(Given information begins)

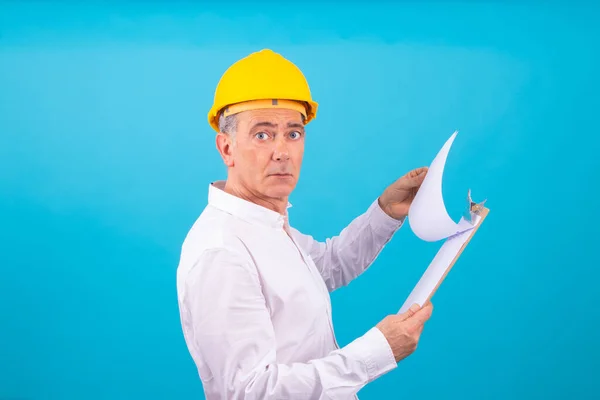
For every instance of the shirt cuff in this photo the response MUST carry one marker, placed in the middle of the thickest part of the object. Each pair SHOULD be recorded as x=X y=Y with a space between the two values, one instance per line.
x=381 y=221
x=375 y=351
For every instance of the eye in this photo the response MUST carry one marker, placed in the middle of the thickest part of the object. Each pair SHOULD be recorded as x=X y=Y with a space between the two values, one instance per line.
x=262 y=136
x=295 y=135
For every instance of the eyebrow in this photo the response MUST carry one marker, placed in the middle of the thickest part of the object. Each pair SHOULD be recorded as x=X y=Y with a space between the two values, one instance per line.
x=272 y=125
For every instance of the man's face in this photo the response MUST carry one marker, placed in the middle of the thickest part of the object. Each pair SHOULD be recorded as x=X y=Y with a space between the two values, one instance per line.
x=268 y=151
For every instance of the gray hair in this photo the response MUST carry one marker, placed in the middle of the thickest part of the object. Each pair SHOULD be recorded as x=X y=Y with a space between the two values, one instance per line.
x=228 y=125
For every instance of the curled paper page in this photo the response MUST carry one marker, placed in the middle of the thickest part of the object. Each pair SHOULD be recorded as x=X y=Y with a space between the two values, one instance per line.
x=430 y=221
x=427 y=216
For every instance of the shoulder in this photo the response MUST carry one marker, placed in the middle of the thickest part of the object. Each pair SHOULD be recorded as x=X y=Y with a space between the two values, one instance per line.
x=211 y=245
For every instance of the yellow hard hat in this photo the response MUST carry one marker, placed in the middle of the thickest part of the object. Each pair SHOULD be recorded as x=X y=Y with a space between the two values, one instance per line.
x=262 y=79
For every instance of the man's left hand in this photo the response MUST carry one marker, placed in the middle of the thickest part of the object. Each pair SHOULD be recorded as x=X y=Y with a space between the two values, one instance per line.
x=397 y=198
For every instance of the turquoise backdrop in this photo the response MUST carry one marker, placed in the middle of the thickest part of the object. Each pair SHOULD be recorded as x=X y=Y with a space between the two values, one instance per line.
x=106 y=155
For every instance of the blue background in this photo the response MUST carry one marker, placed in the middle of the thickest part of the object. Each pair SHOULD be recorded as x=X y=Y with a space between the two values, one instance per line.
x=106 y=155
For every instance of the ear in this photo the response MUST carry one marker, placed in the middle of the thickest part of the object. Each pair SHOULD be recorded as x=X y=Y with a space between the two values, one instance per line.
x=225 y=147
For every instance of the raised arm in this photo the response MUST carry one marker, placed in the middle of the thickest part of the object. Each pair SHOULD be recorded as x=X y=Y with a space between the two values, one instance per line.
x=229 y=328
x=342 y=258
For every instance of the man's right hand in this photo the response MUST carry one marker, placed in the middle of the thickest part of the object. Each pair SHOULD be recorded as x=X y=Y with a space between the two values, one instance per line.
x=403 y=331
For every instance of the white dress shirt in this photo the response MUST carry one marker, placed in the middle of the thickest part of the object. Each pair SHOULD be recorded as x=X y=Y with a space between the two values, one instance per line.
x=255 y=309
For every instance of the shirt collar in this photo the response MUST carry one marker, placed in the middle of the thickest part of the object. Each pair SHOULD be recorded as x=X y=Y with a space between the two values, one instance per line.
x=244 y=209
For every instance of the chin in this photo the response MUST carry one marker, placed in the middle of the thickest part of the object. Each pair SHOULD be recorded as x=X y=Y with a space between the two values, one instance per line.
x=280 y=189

(Given information ends)
(Given information begins)

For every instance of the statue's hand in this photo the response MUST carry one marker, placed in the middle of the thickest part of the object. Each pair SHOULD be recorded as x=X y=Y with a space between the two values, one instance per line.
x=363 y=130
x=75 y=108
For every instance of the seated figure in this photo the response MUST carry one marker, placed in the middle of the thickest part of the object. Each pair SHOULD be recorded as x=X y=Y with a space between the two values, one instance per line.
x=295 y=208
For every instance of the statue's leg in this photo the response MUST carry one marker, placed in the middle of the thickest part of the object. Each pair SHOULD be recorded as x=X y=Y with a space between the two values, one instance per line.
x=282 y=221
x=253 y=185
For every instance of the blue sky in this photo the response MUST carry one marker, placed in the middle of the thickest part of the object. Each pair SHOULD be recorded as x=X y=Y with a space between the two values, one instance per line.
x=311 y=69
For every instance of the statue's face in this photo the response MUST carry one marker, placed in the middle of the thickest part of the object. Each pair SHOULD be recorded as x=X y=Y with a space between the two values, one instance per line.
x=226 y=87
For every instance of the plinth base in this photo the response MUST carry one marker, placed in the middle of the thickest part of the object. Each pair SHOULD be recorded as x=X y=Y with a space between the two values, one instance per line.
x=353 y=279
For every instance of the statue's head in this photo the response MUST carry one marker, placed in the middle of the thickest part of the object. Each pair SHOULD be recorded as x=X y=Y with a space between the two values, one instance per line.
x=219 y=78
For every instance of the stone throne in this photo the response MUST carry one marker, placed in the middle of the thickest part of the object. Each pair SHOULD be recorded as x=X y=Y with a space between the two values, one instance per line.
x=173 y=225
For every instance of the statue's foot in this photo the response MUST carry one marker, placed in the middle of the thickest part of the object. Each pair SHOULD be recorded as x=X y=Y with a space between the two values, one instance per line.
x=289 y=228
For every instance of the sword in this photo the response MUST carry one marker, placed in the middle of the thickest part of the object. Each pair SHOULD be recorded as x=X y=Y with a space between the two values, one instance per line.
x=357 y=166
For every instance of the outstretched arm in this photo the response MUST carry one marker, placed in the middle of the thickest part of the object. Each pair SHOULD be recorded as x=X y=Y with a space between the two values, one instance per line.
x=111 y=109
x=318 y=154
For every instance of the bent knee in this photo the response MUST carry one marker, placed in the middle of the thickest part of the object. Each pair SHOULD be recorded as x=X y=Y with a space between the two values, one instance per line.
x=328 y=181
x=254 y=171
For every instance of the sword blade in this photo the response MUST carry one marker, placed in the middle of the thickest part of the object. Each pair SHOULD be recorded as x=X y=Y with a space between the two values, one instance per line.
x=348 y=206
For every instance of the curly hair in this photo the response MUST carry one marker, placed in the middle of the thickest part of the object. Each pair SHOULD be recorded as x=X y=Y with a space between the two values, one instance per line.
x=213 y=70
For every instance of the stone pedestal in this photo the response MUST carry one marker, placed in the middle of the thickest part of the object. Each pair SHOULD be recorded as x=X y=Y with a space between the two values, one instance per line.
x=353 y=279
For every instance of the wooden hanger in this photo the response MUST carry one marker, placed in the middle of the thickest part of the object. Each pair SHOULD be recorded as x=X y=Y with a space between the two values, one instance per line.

(Given information ends)

- **Task instructions**:
From the material above, set down exactly the lines starting at the one with "For every instance of the curly" and ending at the one with "For every instance of the wooden", end lines included.

- **Answer box**:
For every instance of the curly hair in this photo the response MUST carry one marker, placed in the middle of the thickest part of the object. Each pair SHOULD be recorded as x=X y=Y with a space between the two values, one instance per line.
x=213 y=70
For every instance of the stone pedestal in this photo the response MUST carry one marker, placed in the middle of the thickest part of the object. Each pair SHOULD be recorded as x=X y=Y with a space between the two values, one instance per line.
x=353 y=279
For every instance of the wooden hanger in this photo the response MUST carry one marker, placed in the middle of the thickest part of the object. Each pair SHOULD be recorded as x=X y=Y with a space between the two values, one instance per line.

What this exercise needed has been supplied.